-- Start of SUPPLIED INFORMATION --

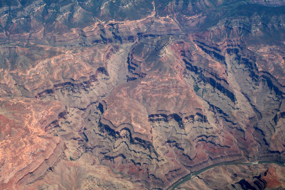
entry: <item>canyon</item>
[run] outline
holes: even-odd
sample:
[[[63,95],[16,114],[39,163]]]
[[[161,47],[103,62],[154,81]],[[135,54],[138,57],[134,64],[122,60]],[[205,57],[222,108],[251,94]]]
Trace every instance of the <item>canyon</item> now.
[[[0,2],[1,189],[285,188],[284,10]]]

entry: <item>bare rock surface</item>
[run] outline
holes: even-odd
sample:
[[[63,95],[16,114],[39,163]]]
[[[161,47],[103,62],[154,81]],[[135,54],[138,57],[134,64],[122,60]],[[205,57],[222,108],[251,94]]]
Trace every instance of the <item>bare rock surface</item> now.
[[[1,1],[0,189],[166,189],[284,163],[284,6]],[[284,169],[178,188],[282,189]]]

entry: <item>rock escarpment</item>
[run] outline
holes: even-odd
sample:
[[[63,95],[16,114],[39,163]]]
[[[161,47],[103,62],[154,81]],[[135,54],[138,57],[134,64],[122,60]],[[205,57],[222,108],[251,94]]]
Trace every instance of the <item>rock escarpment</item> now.
[[[284,162],[284,5],[263,4],[1,4],[0,186],[165,189]],[[283,187],[281,166],[246,167],[268,171],[227,167],[223,187]]]

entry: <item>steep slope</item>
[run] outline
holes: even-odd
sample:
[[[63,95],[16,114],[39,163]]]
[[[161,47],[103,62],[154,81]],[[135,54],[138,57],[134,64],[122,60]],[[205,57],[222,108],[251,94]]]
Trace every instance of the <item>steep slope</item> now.
[[[284,163],[284,6],[1,2],[0,186],[165,189]],[[239,176],[225,188],[267,170],[284,187],[258,166],[180,187],[214,189],[221,170]]]

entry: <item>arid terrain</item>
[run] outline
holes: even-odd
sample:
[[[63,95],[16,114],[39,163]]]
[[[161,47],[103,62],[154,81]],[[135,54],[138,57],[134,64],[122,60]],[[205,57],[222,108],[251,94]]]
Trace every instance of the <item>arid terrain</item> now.
[[[282,0],[0,1],[0,189],[284,189],[284,60]]]

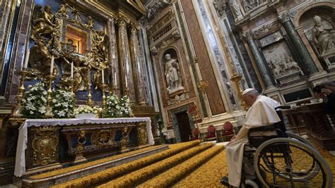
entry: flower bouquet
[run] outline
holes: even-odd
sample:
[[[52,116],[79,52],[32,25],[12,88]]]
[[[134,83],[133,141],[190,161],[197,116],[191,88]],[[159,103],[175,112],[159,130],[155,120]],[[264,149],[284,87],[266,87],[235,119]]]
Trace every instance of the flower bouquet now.
[[[127,95],[119,98],[112,95],[106,98],[104,107],[105,117],[127,117],[134,116],[130,107],[129,99]]]
[[[102,110],[101,107],[82,105],[74,110],[74,115],[76,118],[96,118],[98,117],[99,112]]]
[[[72,117],[75,99],[71,92],[64,90],[54,90],[52,98],[54,117],[70,118]]]
[[[44,88],[45,84],[37,83],[34,86],[29,86],[28,90],[25,92],[25,97],[22,100],[23,107],[22,114],[25,118],[44,118],[47,112],[47,91]]]

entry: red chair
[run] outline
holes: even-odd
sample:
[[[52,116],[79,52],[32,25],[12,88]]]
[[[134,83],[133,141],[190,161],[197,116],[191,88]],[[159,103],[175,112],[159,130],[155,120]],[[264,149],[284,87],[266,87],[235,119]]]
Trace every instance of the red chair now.
[[[208,135],[205,136],[206,141],[216,141],[216,135],[215,131],[215,127],[213,125],[208,126],[207,128],[207,131],[208,132]]]
[[[193,129],[193,137],[189,139],[189,141],[195,141],[199,139],[199,134],[200,134],[200,131],[198,128],[196,128]]]
[[[223,130],[222,131],[222,136],[223,137],[223,140],[229,141],[230,138],[235,135],[234,133],[234,127],[232,123],[228,122],[223,124]]]

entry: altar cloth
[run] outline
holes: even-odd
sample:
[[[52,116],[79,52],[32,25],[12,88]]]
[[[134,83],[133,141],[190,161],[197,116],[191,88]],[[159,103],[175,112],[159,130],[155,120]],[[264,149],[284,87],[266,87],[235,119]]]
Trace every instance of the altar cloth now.
[[[149,117],[93,118],[93,119],[27,119],[18,128],[18,146],[15,163],[14,175],[21,177],[25,172],[25,149],[27,148],[28,127],[35,126],[70,126],[82,124],[121,124],[146,123],[146,132],[150,145],[155,143],[151,131],[151,120]]]

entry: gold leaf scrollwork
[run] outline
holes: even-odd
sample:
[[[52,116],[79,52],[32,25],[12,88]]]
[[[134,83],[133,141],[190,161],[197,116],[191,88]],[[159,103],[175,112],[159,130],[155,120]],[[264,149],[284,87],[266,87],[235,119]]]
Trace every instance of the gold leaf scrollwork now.
[[[203,93],[205,93],[208,88],[208,83],[205,81],[201,81],[198,83],[198,88]]]
[[[99,130],[92,134],[92,143],[96,147],[113,144],[115,131],[112,129]]]
[[[36,128],[32,145],[34,160],[37,164],[44,166],[55,160],[59,141],[57,131],[59,129],[51,126]]]
[[[121,139],[121,144],[122,146],[125,146],[129,142],[129,133],[131,129],[126,126],[123,128],[122,130],[122,139]]]
[[[76,146],[76,160],[83,158],[83,153],[84,152],[84,144],[86,143],[86,131],[81,130],[78,134],[77,146]]]
[[[148,143],[148,136],[146,133],[146,124],[140,123],[137,127],[139,145],[144,145]]]

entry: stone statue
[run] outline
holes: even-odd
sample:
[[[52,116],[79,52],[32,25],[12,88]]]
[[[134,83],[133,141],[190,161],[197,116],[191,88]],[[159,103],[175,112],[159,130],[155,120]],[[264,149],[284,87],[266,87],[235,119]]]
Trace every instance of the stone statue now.
[[[241,9],[240,9],[240,5],[238,5],[237,0],[230,0],[230,6],[233,8],[232,9],[234,11],[235,15],[237,16],[241,16]]]
[[[182,86],[178,62],[175,59],[171,59],[171,55],[165,54],[165,78],[168,91],[175,90]]]
[[[44,11],[42,11],[41,6],[35,6],[33,13],[33,31],[30,38],[35,42],[41,38],[47,40],[45,36],[51,35],[54,31],[54,28],[57,26],[53,23],[54,20],[49,6],[45,6]]]
[[[314,16],[313,21],[315,24],[313,28],[313,40],[320,54],[324,54],[334,47],[335,30],[334,28],[326,28],[322,25],[321,17],[317,15]]]

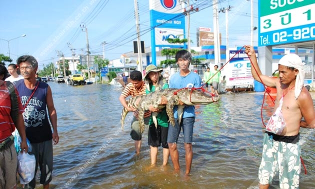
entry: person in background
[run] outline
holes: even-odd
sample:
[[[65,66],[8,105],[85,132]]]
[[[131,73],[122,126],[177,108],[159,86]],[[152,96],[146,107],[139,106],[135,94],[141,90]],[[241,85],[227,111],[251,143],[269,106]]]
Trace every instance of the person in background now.
[[[189,66],[192,62],[192,54],[186,50],[178,52],[175,56],[176,62],[180,68],[180,72],[175,73],[170,79],[170,88],[200,88],[201,80],[197,74],[190,72]],[[184,104],[180,102],[180,104]],[[177,106],[174,109],[175,126],[168,126],[168,143],[170,154],[176,172],[180,170],[178,151],[177,142],[182,128],[184,132],[184,148],[186,152],[186,174],[190,172],[192,161],[192,132],[194,123],[194,106],[186,106],[184,110],[180,124],[178,124]]]
[[[278,62],[279,77],[272,78],[262,74],[254,48],[250,46],[245,48],[252,64],[251,70],[254,79],[276,88],[275,108],[264,136],[258,170],[260,188],[268,188],[278,172],[280,188],[298,188],[300,172],[300,128],[315,128],[313,100],[304,86],[302,60],[296,54],[284,55]]]
[[[139,122],[138,121],[138,114],[136,109],[130,108],[127,104],[126,98],[129,96],[137,96],[146,94],[146,85],[142,80],[142,74],[140,72],[134,70],[130,74],[130,78],[131,82],[125,86],[122,92],[119,97],[119,100],[124,107],[128,112],[134,112],[134,118],[132,121],[132,130],[130,136],[134,140],[136,154],[138,154],[141,148],[141,140],[142,134],[140,132]],[[151,115],[151,112],[144,112],[144,123],[147,125]]]
[[[23,116],[25,130],[32,146],[29,154],[35,156],[34,175],[39,165],[40,183],[44,185],[44,188],[48,188],[53,168],[52,142],[56,144],[59,142],[57,114],[54,104],[52,90],[46,83],[36,80],[38,62],[34,56],[22,56],[18,58],[16,63],[24,77],[24,80],[17,82],[16,86],[24,106]],[[53,132],[50,120],[52,126]],[[24,186],[24,188],[34,188],[36,179],[36,176],[34,176],[30,183]]]
[[[128,84],[128,78],[126,76],[124,73],[122,73],[122,81],[124,82],[124,84],[126,86]]]
[[[211,72],[210,72],[210,68],[206,68],[206,71],[204,74],[204,80],[206,82],[206,90],[208,91],[208,86],[209,84],[211,88],[212,84],[210,82]]]
[[[168,84],[166,80],[161,74],[162,68],[158,69],[154,65],[150,64],[146,68],[146,74],[144,76],[144,82],[146,86],[146,94],[156,90],[168,88]],[[164,104],[164,102],[162,102]],[[166,103],[165,103],[166,104]],[[151,165],[154,166],[156,163],[158,156],[158,147],[162,144],[163,148],[163,166],[166,166],[168,161],[170,150],[168,144],[168,123],[166,108],[161,110],[156,108],[152,106],[149,107],[152,112],[158,112],[156,116],[158,127],[153,122],[152,117],[149,120],[149,128],[148,132],[148,144],[150,146]]]
[[[18,159],[12,134],[15,128],[22,138],[20,144],[22,152],[26,152],[28,150],[22,115],[23,106],[18,92],[13,84],[8,86],[4,81],[7,73],[6,67],[0,64],[0,188],[5,189],[16,188],[16,184]],[[16,94],[14,98],[12,97],[13,93]],[[13,116],[17,116],[17,118],[13,118]]]
[[[40,77],[38,77],[38,73],[37,72],[35,74],[35,78],[37,81],[42,82],[42,78],[40,78]]]
[[[11,82],[14,82],[24,78],[22,76],[18,74],[16,64],[10,64],[8,66],[8,70],[10,76],[6,79],[6,81],[8,80]]]
[[[169,78],[170,78],[170,72],[168,70],[166,70],[164,72],[165,72],[163,74],[163,77],[165,78],[165,80],[168,82]]]
[[[211,92],[218,96],[218,85],[220,82],[220,78],[221,77],[221,73],[220,72],[218,71],[218,65],[214,65],[214,70],[211,72],[211,82],[212,86],[211,86]]]

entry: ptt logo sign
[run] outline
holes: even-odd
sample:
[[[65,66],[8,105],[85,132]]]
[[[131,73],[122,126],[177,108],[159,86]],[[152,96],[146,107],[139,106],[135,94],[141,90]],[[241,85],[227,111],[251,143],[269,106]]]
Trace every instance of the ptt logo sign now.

-- End of SUPPLIED INFORMATION --

* YOUR INSTRUCTIONS:
Starting from the line with "entry: ptt logo sign" and ending with the final line of the data, quote every line exactly, both ends included.

* ANSWER TO THIS TASK:
entry: ptt logo sign
[run] outline
holes: even-odd
sample:
[[[65,66],[8,105],[85,132]]]
[[[131,73],[122,126],[177,108],[159,86]],[[152,96],[146,107],[139,106],[135,94],[141,90]],[[241,85],[227,111],[251,143],[269,106]]]
Trace every instance of the ptt logo sign now.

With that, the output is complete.